Stored dataset items:
==============================

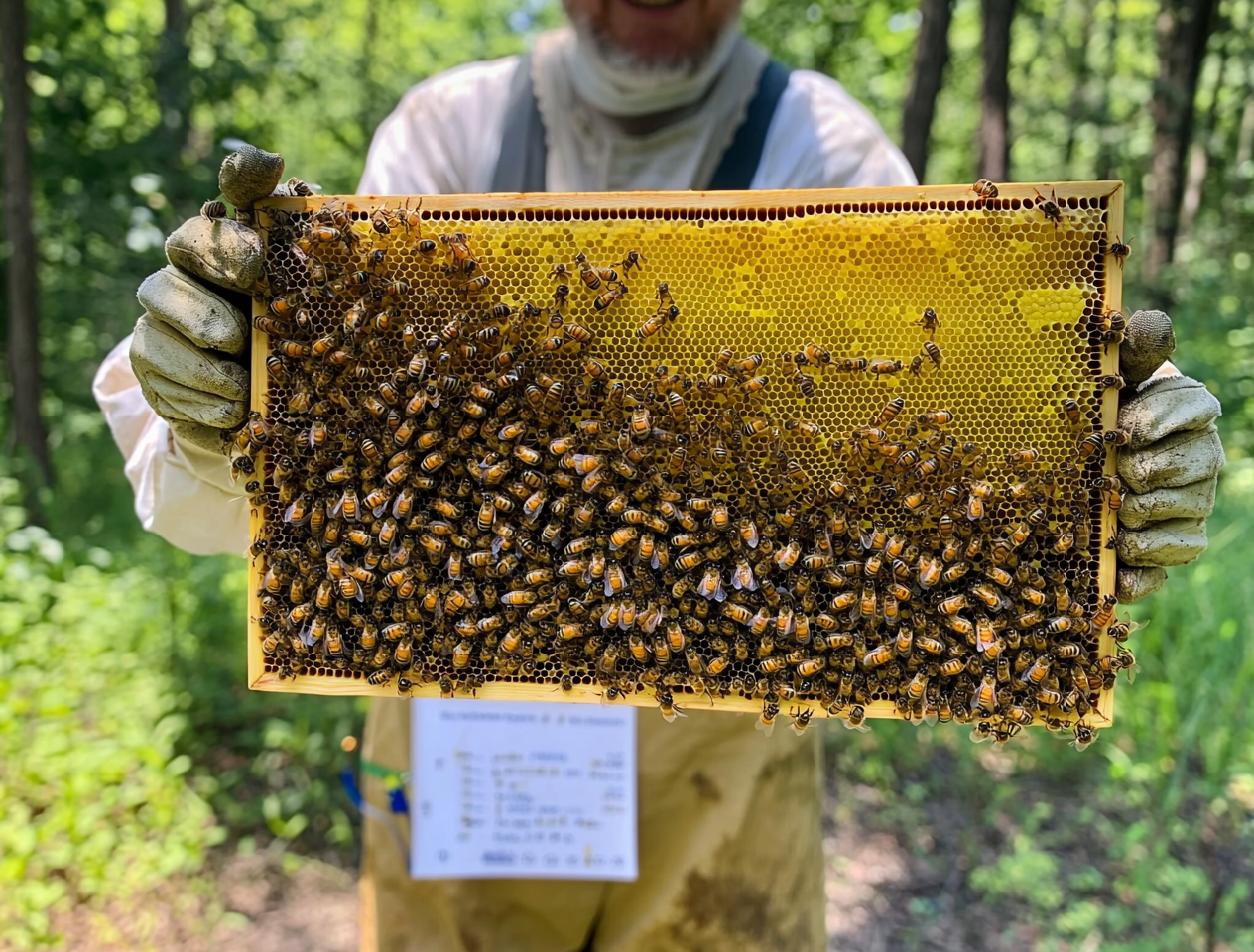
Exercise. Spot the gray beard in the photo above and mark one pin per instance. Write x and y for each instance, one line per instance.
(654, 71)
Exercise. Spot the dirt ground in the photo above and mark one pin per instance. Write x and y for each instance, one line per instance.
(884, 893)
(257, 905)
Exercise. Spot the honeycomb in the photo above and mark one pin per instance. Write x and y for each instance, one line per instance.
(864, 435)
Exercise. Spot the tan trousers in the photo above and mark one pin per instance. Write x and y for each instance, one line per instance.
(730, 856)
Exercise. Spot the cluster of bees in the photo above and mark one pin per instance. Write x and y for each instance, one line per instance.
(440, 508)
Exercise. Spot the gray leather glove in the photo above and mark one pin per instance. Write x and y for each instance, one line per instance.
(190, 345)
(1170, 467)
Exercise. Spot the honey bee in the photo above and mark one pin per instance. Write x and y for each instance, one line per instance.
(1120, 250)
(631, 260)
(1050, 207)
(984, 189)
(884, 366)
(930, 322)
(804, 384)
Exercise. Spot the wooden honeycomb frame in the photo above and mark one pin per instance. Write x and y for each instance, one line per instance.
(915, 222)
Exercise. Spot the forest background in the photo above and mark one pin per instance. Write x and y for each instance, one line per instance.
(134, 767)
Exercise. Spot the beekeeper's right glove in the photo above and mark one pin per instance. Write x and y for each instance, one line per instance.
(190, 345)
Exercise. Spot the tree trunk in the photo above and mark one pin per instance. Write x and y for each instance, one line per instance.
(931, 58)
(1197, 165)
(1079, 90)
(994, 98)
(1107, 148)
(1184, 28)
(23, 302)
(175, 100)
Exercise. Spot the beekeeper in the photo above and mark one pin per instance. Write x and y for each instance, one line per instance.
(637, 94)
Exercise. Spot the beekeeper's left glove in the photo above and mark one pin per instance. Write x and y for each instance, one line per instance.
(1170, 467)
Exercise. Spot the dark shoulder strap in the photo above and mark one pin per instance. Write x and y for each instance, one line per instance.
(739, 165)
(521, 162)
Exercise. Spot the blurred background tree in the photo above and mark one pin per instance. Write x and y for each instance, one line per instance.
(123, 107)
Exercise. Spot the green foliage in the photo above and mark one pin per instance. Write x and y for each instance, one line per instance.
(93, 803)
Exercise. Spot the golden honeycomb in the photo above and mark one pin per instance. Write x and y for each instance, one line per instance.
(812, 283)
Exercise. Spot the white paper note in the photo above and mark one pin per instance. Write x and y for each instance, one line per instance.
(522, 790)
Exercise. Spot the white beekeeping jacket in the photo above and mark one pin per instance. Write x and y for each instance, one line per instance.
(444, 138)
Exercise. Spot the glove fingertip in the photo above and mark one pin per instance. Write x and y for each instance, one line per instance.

==============================

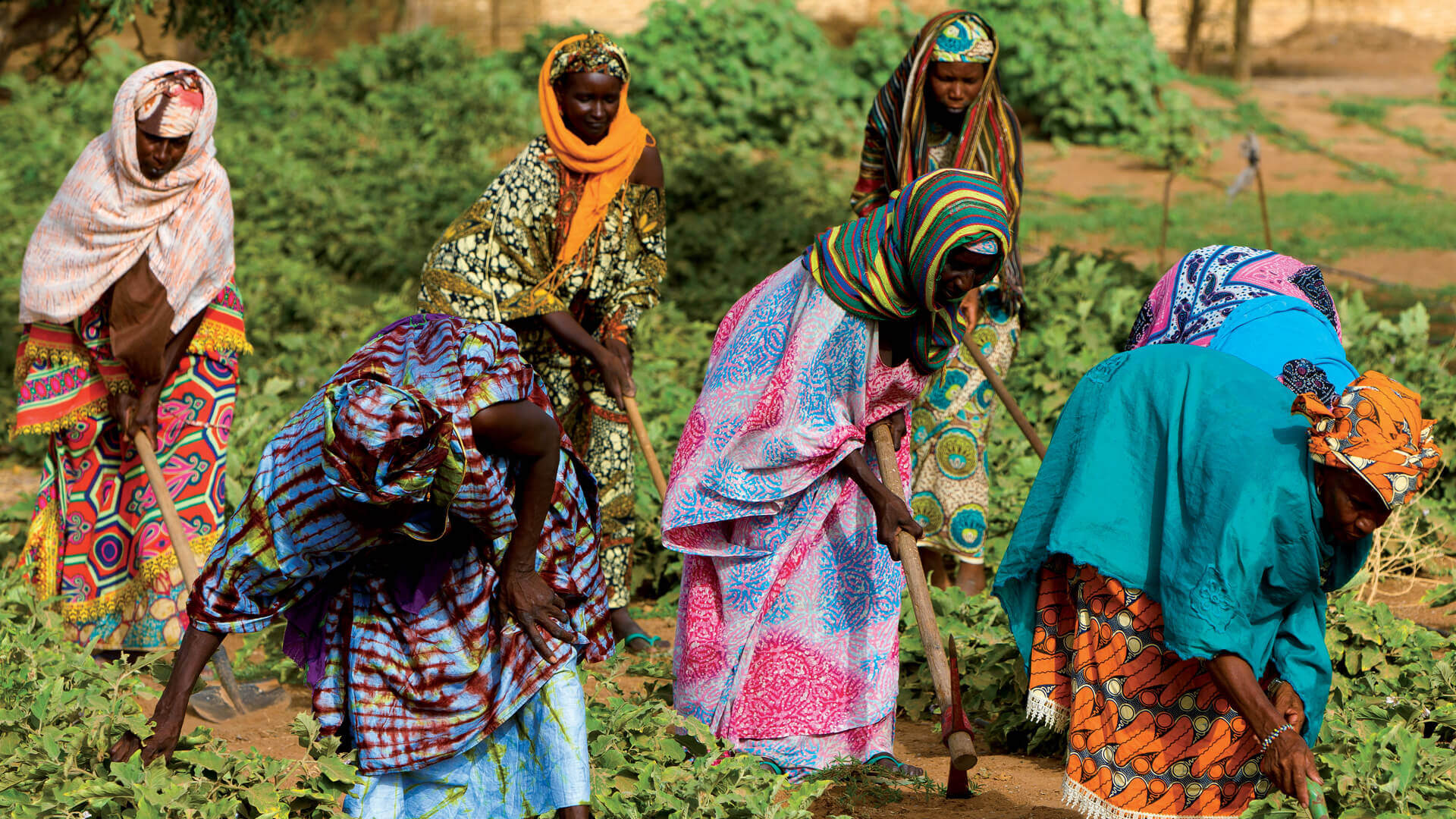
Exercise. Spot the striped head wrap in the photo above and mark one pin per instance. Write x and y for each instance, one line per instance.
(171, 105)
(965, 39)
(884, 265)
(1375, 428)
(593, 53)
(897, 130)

==============================

→ TASK DESCRIPTION: State how many lines of the listing above contain the string "background". Give only the number.

→ WRITTEN REPLY: 2